● **SET TASKS**
• 1. In the text on counting indices with value 1, when are the values in an operation's range changed to 1?
• 2. Please continue the text on counting indices with value 1 from its last line.

● **SOURCE TEXT**
• • •

Count of indices with value 1 after performing given operations sequentially
Last Updated :
29 May, 2022
Given a binary array a[] of size N and an integer X. All the values of the array are 0 except at index X i.e. a[X] = 1. Given another array of pair v[][] of size M denoting M sequential operations performed in the array. In ith operation, all the values lying in indices [ v[i][0], v[i][1] ] are changed to 1 if there was at least one 1 in that range. Find the total count of 1s after performing these operations sequentially.
Examples:
Input: v[][] = {{1, 6}, {2, 3}, {5, 5}}, N = 6, X = 4
Output: 6
Explanation: Initially the range of elements that can be 1 is [3, 3]. The array is {0, 0, 1, 0, 0, 0}
After the first operation – there is 1 in the given range [1, 6]. So array becomes {1, 1, 1, 1, 1, 1}
After the second operation and third operation the array will be same.
So total number of 1s are 6.
Input: v[][] = {{2, 4}, {1, 2}}, N = 4, X = 1
Output: 2
Explanation: Initially the range of the elements that can be 1 is [1, 1]. The array is {1, 0, 0, 0}.
After the first operation – there is no 1 in [2, 4]. So, the array will be {1, 0, 0, 0}.
After the second operation – there is one 1 in [1, 2]. So, the array will be {1, 1, 0, 0}
So, total number of indices that can have 1 is 2.

• • •

● **RECORDS PROVIDED**
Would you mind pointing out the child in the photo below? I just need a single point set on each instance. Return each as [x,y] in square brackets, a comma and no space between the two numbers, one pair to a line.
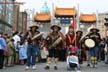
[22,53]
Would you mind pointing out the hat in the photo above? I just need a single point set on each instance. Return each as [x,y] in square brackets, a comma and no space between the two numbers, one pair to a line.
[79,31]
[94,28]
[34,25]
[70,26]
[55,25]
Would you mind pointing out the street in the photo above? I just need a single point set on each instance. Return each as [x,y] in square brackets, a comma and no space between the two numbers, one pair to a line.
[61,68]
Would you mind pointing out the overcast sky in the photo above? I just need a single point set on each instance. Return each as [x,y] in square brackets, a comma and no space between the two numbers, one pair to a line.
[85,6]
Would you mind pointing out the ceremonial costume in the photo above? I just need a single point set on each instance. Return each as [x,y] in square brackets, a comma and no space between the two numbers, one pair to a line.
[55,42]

• • •

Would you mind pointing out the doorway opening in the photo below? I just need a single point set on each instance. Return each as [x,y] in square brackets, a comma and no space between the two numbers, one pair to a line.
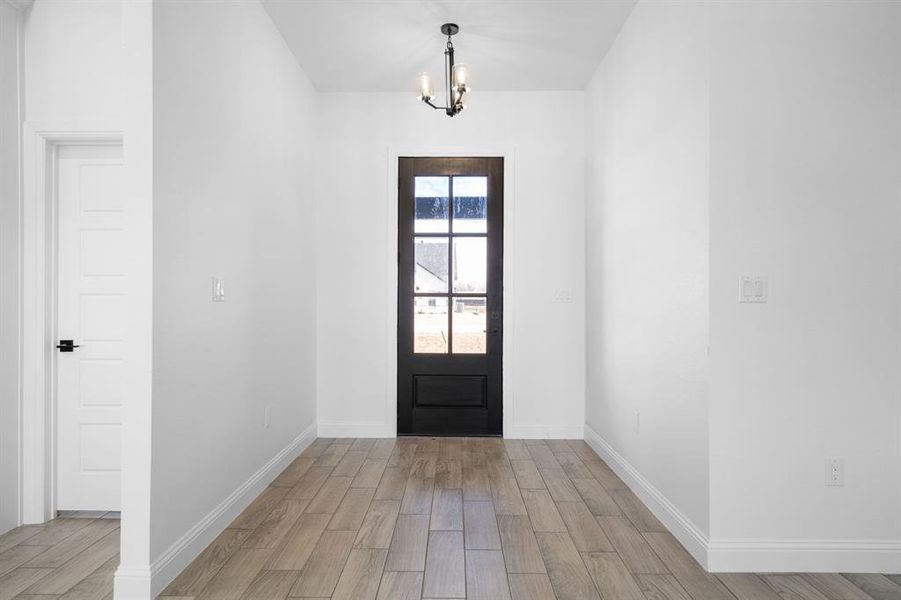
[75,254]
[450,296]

• • •

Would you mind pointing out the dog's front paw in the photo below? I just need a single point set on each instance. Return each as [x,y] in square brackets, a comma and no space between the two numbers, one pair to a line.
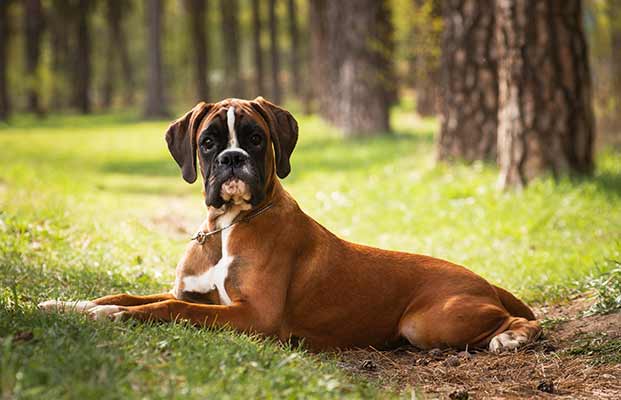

• • •

● **ANSWERS TO EACH TASK**
• 1. They are changed when there is at least one 1 in that range.

• 2.
Approach: Consider the current range to be [L, R]. Initially, The range [L, R] equals [X, X], because initially, only the Xth position is 1. Now, iterate through each of the given ranges, there can be 2 possibilities.
- The current range [L, R] is intersecting with the ith range, Update the current range [L, R] equals [min(L, b[i][0]), max(b[i][1])).
- The current range [L, R] is not intersecting with the ith range, no operation will be performed in this case.
The final answer will be R-L+1. Follow the steps below to solve the problem:
- Initialize the variables L and R as X.
- Iterate over the range [0, M) using the variable i and perform the following steps:
- If l is less than equal to v[i].second and R is greater than equal to v[i][0], then set the values of L as the minimum of L or v[i][0] and R as the maximum of R or v[i][1].
- After performing the above steps, print the value of (R – L + 1) as the answer.
Below is the implementation for the above approach:
C++
#include <bits/stdc++.h>
using namespace std;
void MaxCount( int N, int X, int M,
vector<pair< int , int > >& v)
{
int L, R;
L = X, R = X;
for ( int i = 0; i < M; i++)
{
if (L <= v[i].second
&& v[i].first <= R) {
L = min(L, v[i].first);
R = max(R, v[i].second);
}
}
int ans = R - L + 1;
cout << ans;
}
int main()
{
int N, X, M;
N = 6, X = 4, M = 3;
vector<pair< int , int > > v
= { { 1, 6 }, { 2, 3 }, { 5, 5 } };
MaxCount(N, X, M, v);
return 0;
}
|
Java
import java.util.*;
class GFG {
public static void MaxCount( int N, int X, int M,
int [][] v)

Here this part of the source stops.